━━━━━ Records shown ━━━━━
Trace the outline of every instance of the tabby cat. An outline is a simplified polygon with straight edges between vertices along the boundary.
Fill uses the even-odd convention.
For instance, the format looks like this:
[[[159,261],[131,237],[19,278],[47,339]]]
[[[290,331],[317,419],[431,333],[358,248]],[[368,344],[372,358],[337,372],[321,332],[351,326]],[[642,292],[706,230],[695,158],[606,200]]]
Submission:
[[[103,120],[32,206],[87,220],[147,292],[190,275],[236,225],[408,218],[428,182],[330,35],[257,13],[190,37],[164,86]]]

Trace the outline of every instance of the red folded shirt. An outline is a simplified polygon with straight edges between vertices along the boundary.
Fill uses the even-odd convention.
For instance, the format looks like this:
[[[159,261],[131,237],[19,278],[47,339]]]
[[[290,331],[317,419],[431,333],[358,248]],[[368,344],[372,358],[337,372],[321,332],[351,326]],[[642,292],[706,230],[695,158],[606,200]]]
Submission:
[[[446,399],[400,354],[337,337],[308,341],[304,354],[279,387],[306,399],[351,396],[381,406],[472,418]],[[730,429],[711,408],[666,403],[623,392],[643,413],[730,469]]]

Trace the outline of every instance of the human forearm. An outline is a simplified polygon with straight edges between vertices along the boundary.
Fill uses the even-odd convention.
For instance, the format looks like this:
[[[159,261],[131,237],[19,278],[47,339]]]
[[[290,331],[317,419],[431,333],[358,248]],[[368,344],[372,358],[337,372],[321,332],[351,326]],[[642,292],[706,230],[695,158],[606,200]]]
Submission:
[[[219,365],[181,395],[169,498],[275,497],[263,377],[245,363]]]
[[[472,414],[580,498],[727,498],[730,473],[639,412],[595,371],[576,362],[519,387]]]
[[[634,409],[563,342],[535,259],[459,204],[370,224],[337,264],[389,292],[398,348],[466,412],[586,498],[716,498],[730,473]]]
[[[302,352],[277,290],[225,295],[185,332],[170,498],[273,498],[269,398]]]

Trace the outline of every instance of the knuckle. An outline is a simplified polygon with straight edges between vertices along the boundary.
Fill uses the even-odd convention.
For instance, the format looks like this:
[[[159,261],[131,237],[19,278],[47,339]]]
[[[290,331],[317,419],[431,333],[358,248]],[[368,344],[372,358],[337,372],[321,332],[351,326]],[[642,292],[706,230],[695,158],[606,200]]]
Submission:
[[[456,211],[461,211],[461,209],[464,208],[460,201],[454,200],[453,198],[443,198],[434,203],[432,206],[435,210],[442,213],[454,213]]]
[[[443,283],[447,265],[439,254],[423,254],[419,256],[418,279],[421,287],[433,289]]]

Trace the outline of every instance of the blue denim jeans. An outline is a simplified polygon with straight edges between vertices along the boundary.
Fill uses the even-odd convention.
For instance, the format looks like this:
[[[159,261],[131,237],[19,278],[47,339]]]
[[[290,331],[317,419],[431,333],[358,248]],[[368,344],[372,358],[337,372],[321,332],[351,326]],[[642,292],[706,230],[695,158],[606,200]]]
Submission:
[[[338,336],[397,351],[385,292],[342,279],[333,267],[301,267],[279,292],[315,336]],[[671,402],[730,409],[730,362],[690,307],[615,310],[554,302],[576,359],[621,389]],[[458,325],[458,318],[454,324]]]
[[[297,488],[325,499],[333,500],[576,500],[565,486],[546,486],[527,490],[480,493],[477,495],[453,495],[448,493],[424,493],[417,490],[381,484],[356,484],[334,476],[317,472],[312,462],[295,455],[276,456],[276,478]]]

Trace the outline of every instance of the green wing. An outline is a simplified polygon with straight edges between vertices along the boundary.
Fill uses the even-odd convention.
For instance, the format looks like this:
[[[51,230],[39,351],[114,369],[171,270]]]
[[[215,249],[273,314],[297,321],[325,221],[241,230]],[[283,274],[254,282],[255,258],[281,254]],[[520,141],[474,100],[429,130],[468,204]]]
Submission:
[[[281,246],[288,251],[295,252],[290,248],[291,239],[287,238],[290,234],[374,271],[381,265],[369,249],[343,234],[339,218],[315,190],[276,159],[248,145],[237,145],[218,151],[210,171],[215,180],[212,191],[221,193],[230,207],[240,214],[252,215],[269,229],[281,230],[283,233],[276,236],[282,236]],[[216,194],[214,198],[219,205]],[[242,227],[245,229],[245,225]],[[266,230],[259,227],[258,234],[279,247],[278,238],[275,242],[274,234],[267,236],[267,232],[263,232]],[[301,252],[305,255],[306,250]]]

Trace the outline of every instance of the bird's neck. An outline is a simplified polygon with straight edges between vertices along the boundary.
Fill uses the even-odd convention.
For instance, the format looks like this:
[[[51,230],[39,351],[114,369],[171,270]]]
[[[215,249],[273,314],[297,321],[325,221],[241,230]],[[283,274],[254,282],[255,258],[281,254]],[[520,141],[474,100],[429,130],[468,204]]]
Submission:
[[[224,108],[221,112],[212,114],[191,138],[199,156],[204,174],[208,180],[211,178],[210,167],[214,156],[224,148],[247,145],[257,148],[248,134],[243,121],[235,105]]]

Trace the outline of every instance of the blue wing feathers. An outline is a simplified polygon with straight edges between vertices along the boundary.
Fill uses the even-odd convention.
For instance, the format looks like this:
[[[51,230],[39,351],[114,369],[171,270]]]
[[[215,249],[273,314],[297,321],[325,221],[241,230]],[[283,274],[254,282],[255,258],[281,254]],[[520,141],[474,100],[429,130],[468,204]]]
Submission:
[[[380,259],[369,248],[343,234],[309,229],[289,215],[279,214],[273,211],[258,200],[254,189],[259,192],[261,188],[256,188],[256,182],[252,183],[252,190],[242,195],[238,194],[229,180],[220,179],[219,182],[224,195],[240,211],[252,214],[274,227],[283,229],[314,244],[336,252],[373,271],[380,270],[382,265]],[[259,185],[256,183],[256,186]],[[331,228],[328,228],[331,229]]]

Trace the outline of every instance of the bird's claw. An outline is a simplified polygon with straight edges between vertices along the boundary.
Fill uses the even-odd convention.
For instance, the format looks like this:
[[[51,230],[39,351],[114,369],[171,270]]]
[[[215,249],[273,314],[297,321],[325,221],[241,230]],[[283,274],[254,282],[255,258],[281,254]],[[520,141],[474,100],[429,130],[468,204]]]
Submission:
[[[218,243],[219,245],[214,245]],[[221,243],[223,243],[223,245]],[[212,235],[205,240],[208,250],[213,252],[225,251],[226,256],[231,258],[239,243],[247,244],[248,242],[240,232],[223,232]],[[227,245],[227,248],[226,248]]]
━━━━━
• [Task statement]: Restate each record exactly as written.

• [Solution for this problem]:
Trace the outline of every instance of the tabby cat. An outline is a simplified polygon with straight edges between vertices along the boundary.
Fill uses the even-odd convention.
For instance, the format looks like this:
[[[159,261],[131,237],[19,278],[47,339]]]
[[[290,331],[317,419],[431,333],[358,248]],[[368,344],[372,358],[337,372],[321,332],[351,326]],[[642,292],[706,230],[695,158],[606,200]]]
Submission:
[[[103,120],[32,206],[87,220],[147,292],[190,275],[236,225],[408,218],[428,182],[330,35],[257,13],[190,37],[164,86]]]

Trace the outline of every instance of the red folded shirt. An outline is a simplified polygon with straight edges between vertices along the boundary.
Fill uses the even-odd convention.
For instance, the format looks like this:
[[[159,261],[131,237],[19,278],[47,339]]]
[[[290,331],[317,419],[431,333],[358,248]],[[368,344],[372,358],[337,372],[321,332],[351,326]],[[642,292],[706,230],[695,158],[606,200]]]
Submission:
[[[446,399],[400,354],[337,337],[308,341],[304,354],[279,387],[306,399],[351,396],[381,406],[472,418]],[[730,429],[711,408],[666,403],[623,392],[643,413],[730,469]]]

Trace the outline of every instance of the human forearm. An outline is a simplified polygon with straight edges between vertices along the boundary.
Fill uses the even-odd convention.
For instance, the format looks like this:
[[[159,261],[131,237],[19,278],[47,339]]]
[[[290,331],[317,419],[431,333],[358,248]],[[368,344],[372,358],[337,372],[321,332],[351,326]],[[642,292],[706,230],[695,158],[606,200]]]
Submission:
[[[219,365],[181,395],[169,498],[275,497],[263,377],[245,363]]]
[[[472,414],[580,498],[727,498],[730,473],[639,412],[595,371],[576,362],[519,387]]]
[[[634,409],[563,342],[535,259],[459,204],[370,224],[337,264],[389,292],[398,348],[466,412],[586,498],[716,498],[730,473]]]
[[[302,352],[277,290],[225,295],[185,332],[170,498],[273,498],[269,398]]]

Trace the outline of every instance of the knuckle. An outline is a simplified polygon with straight edges between vertices along the boundary.
Fill uses the even-odd convention.
For instance, the format looks like this:
[[[159,261],[131,237],[19,278],[47,339]]]
[[[290,331],[317,419],[431,333],[358,248]],[[368,344],[372,358],[337,372],[321,332],[351,326]],[[642,292],[706,230],[695,158],[606,200]]]
Submission:
[[[456,211],[461,211],[461,209],[464,208],[460,201],[454,200],[453,198],[443,198],[434,203],[432,206],[435,210],[442,213],[454,213]]]
[[[443,283],[447,265],[439,254],[423,254],[419,256],[418,279],[421,287],[433,289]]]

Trace the outline of every instance of the blue denim jeans. An outline is a simplified polygon with straight edges between vertices along the boundary.
Fill uses the even-odd convention.
For instance, the format looks like this:
[[[159,261],[131,237],[19,278],[47,339]]]
[[[290,331],[317,419],[431,333],[358,248]],[[368,344],[372,358],[337,372],[321,332],[351,326]],[[642,292],[706,230],[695,158],[606,200]]]
Submission:
[[[338,336],[397,351],[385,292],[342,279],[333,267],[301,267],[279,292],[315,336]],[[671,402],[730,409],[730,362],[690,307],[615,310],[554,302],[576,359],[621,389]],[[458,325],[458,318],[454,324]]]
[[[297,488],[325,499],[333,500],[576,500],[565,486],[546,486],[527,490],[480,493],[477,495],[453,495],[448,493],[424,493],[417,490],[381,484],[356,484],[334,476],[317,472],[312,462],[295,455],[276,456],[276,478]]]

Trace the outline of every instance of the green wing. An outline is a simplified polygon with straight edges between vertices along the boundary.
Fill uses the even-odd convention.
For instance, the format looks like this:
[[[51,230],[39,351],[114,369],[171,270]]]
[[[215,249],[273,314],[297,321],[325,221],[241,230]],[[283,274],[254,282],[255,258],[281,254]],[[520,141],[474,100],[429,130],[468,204]]]
Submission:
[[[281,246],[288,251],[295,252],[290,248],[291,239],[287,238],[290,234],[374,271],[381,265],[369,249],[343,234],[339,218],[315,190],[276,159],[248,145],[237,145],[218,151],[210,171],[215,180],[212,191],[221,193],[230,207],[240,214],[252,215],[269,229],[281,230],[283,233],[276,236],[282,236]],[[216,194],[214,198],[219,205]],[[242,227],[245,229],[245,225]],[[266,230],[259,227],[258,234],[279,247],[278,238],[275,242],[274,234],[267,236],[267,232],[263,232]],[[301,252],[305,255],[306,250]]]

Trace the outline of every instance of the bird's neck. An outline is a simplified polygon with straight edges between vertices along the boundary.
Fill uses the even-odd convention.
For instance, the format looks like this:
[[[51,230],[39,351],[114,369],[171,270]]]
[[[215,249],[273,314],[297,321],[325,221],[241,230]],[[283,274],[254,282],[255,258],[281,254]],[[520,141],[474,100],[429,130],[468,204]]]
Submission:
[[[224,108],[221,112],[212,114],[191,138],[199,156],[204,174],[208,180],[211,178],[210,167],[214,156],[224,148],[247,145],[257,148],[248,134],[243,121],[235,105]]]

Trace the outline of every instance of the blue wing feathers. An outline is a simplified polygon with straight edges between vertices along the boundary.
Fill uses the even-odd convention.
For instance, the format looks like this:
[[[51,230],[39,351],[114,369],[171,270]]]
[[[215,249],[273,314],[297,321],[325,221],[241,230]],[[283,274],[254,282],[255,258],[281,254]],[[520,141],[474,100],[429,130],[468,204]]]
Submission:
[[[380,259],[369,248],[343,234],[309,229],[289,215],[279,214],[273,211],[258,200],[254,189],[259,192],[261,188],[256,188],[256,182],[252,183],[252,190],[242,195],[238,194],[229,180],[220,179],[219,182],[224,195],[240,211],[252,214],[274,227],[283,229],[314,244],[336,252],[373,271],[380,270],[382,265]],[[259,185],[256,183],[256,186]],[[331,228],[328,228],[331,229]]]

Trace the outline of every instance of the bird's claw. An outline is a simplified polygon with straight edges between vertices along the boundary.
Fill uses the even-odd convention.
For instance, the format looks like this:
[[[51,230],[39,351],[114,369],[171,270]]]
[[[215,249],[273,314],[297,321],[325,221],[241,230]],[[283,274],[254,282],[255,258],[281,254]],[[520,141],[474,100],[429,130],[468,204]]]
Submission:
[[[218,243],[219,245],[214,245]],[[221,243],[223,243],[223,245]],[[212,235],[205,240],[208,250],[213,252],[225,251],[226,256],[231,258],[239,243],[247,244],[248,242],[240,232],[223,232]],[[227,245],[227,248],[226,248]]]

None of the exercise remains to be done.